#kerajaangagal109 – Is the Covid-19 exit plan Muhyiddin’s distraction ploy from the SIEC issue?
Why should the Prime Minister, Tan Sri Muhyiddin Yassin be now talking about a National Recovery Plan in preparation for the country to emerge from the Covid-19 pandemic?
Is it Muhyiddin’s distraction ploy from the Special Independent Emergency Committee (SIEC) issue triggered by his de facto Law Minister, Takiyuddin Hassan as to whether SIEC would be the only authoritative body to advise the Yang di Pertuan Agong whether to extend the emergency on August 1, 2021?
Muhyiddin said yesterday that the Covid-19 exit plan, based on data, science and all the preparations that had been done, including in terms of Covid-19 management, the economy, vaccination programme and so on, would be presented to the National Security Council (NSC) within the next week.
He said it was time to set an exit strategy or National Recovery Plan for Malaysia to get out of the Covid-19 pandemic.
I find it strange and bizarre for the Prime Minister to talk about a Covid-19 exit plan when Malaysia is one of the few countries in the world struggling with the 18-month-long Covid-19 pandemic.
If Malaysia had followed a science-based instead of a politics-based strategy and approach, we would not be in the sorry state we are in today.
In the first place, the emergency proclaimed on January 11, 2021, which was not science-based, would have been terminated and Parliament and the various State Assemblies convened to restore public trust and confidence in the handling of the Covid-19 pandemic and to launch a national mobilisation of a “whole-of-society” strategy and approach in the war against Covid-19 pandemic.
Is Muhyiddin still claiming that the emergency proclaimed on January 11, 2021 was a huge success against the Covid-19 pandemic?

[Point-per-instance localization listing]

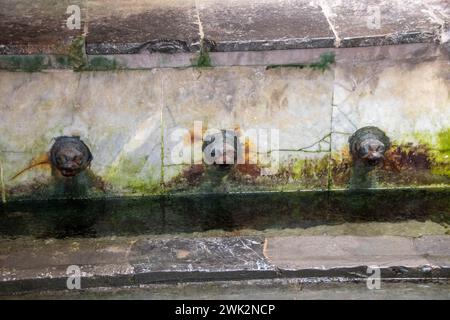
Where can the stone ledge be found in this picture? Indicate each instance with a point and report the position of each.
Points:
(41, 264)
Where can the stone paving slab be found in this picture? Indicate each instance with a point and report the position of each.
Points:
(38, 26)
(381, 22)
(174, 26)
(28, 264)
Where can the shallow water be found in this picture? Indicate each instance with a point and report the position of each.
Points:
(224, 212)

==

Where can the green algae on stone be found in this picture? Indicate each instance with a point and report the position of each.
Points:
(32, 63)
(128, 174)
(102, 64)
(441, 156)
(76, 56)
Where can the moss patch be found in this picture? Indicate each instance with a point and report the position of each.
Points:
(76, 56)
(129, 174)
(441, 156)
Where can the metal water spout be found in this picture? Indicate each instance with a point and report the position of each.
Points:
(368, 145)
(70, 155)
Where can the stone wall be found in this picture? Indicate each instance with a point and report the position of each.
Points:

--

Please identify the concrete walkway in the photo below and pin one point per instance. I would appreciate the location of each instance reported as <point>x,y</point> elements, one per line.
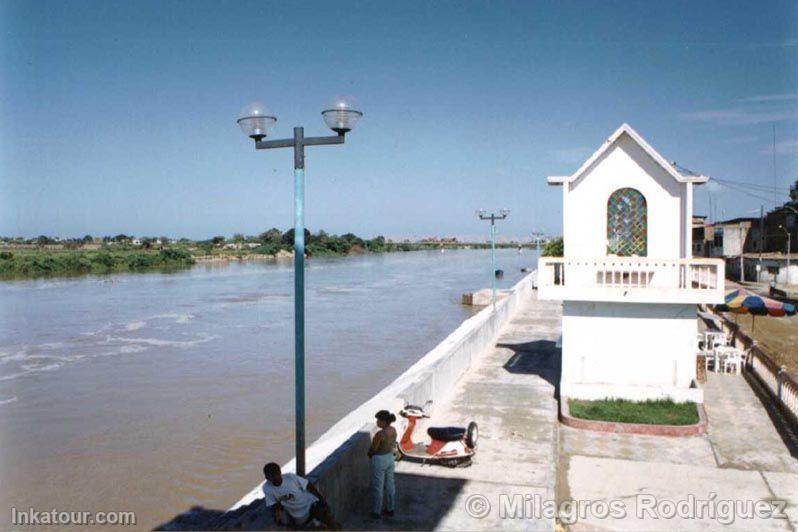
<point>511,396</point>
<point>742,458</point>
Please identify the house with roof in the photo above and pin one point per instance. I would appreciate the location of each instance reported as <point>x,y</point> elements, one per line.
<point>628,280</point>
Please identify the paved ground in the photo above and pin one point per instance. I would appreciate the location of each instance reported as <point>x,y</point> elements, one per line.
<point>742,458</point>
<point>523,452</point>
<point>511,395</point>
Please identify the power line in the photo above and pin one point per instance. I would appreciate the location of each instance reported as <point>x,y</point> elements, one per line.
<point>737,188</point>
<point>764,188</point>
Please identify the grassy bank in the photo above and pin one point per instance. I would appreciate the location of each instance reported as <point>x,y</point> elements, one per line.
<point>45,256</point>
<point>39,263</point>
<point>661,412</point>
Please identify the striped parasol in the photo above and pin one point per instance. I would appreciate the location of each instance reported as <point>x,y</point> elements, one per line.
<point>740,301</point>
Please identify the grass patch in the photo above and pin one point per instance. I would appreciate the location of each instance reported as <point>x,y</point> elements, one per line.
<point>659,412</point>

▶ [Problems to work on]
[1] In the article on Muhyiddin's Covid-19 exit plan, to which body would the plan be presented within the next week?
[2] Continue the article on Muhyiddin's Covid-19 exit plan from the point where it stops.

▶ [Written answers]
[1] The National Security Council (NSC).

[2]
The emergency was not science-based but politics-based, as no other country which had successfully fought the Covid-19 pandemic had resorted to such a route.
Unlike countries which have not declared any emergency, new Covid-19 cases and Covid-19 deaths have continued to soar until there is now another two-week extension of MCO 3.0 of a total lockdown.
On November 18, 2020, we ranked No. 85 among countries with the most cumulative total of Covid-19 cases.
Yesterday, some seven months later, with 657,509 Covid-19 cases, we have overtaken Austria and is now ranked No. 38 among countries with the most cumulative total of Covid-19 cases. We will probably overtake Switzerland to be ranked No. 37 before the two-week extension of total lockdown ends on June 28.
China, which topped the world at the start of the pandemic, is now No. 99 with 91,428 Covid-19 cases.
According to Our World in Data website, for cases per million of population for June 12, 2021, just like the previous day on June 11, 2021, we beat the world’s top 37 countries with the most cumulative total of Covid-19 cases except for four countries in South America – Brazil, Argentina, Colombia and Chile.
The magnitude of the failure of Malaysia’s emergency to bring the Covid-19 pandemic under control could be gauged by the huge gulf between Malaysia and countries which were once regarded as worst performing nations in Covid-19 pandemic.
Malaysia’s “cases per million of population” on June 12, 2021 was 183.74 as compared to United States (43.25), India (65.20), France (63.79), Turkey (72.57), Russia (74.12), UK (98.63), Italy (31.49), Spain (108.83), Germany (26.19), Iran (101.66), Indonesia (26.78) and Philippines (60.07).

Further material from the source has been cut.